PROBLEM STATEMENT — Copy out, exactly as written, only the line containing "</instance>" and the lines after it through the end of the records.

Stored data entries
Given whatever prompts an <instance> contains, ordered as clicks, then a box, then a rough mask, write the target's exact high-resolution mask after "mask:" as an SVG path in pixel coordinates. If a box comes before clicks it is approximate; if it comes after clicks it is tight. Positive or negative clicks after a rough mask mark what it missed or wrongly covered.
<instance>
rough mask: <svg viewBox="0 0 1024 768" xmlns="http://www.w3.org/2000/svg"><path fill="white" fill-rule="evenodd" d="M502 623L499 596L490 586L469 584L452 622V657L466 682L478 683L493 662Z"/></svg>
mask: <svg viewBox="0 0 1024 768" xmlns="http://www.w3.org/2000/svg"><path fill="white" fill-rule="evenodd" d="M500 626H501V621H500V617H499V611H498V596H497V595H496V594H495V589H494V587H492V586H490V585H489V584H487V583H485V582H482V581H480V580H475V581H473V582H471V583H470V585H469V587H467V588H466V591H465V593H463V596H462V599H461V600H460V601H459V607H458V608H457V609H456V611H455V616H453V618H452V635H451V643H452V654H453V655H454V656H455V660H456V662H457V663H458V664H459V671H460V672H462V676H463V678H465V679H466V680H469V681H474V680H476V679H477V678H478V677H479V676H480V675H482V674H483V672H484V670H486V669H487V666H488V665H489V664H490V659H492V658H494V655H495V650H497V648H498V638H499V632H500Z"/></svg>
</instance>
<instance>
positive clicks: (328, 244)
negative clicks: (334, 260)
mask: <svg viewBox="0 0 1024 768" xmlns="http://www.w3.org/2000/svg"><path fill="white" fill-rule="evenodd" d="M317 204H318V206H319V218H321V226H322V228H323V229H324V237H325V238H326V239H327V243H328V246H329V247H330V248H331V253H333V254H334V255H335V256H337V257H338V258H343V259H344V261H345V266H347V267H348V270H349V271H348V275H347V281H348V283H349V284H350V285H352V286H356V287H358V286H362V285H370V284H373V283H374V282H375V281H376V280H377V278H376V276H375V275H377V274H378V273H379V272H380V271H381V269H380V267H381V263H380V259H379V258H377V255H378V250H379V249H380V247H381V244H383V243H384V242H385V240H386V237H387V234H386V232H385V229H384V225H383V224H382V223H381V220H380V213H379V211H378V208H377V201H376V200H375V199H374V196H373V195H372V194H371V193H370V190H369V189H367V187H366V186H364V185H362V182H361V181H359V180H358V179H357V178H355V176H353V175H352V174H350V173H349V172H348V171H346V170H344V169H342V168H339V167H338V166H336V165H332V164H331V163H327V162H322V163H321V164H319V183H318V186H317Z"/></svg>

FINISHED EXERCISE —
</instance>
<instance>
positive clicks: (328, 244)
negative clicks: (334, 260)
mask: <svg viewBox="0 0 1024 768" xmlns="http://www.w3.org/2000/svg"><path fill="white" fill-rule="evenodd" d="M317 204H318V206H319V218H321V226H322V228H323V229H324V237H325V238H326V239H327V243H328V246H329V247H330V248H331V253H333V254H334V255H335V256H337V257H338V258H343V259H344V261H345V266H347V267H348V270H349V271H348V275H347V281H348V283H349V284H350V285H352V286H356V287H358V286H362V285H370V284H373V283H374V282H375V281H376V280H377V278H376V276H375V275H377V274H378V273H379V272H380V271H381V269H380V267H381V263H380V259H379V258H377V255H378V250H379V249H380V247H381V244H383V243H384V242H385V240H386V237H387V234H386V232H385V229H384V225H383V224H382V223H381V220H380V213H379V211H378V208H377V201H376V200H375V199H374V196H373V195H372V194H371V193H370V190H369V189H367V187H366V186H364V185H362V182H361V181H359V180H358V179H357V178H355V176H353V175H352V174H350V173H349V172H348V171H346V170H344V169H342V168H339V167H338V166H336V165H332V164H331V163H327V162H322V163H321V164H319V183H318V186H317Z"/></svg>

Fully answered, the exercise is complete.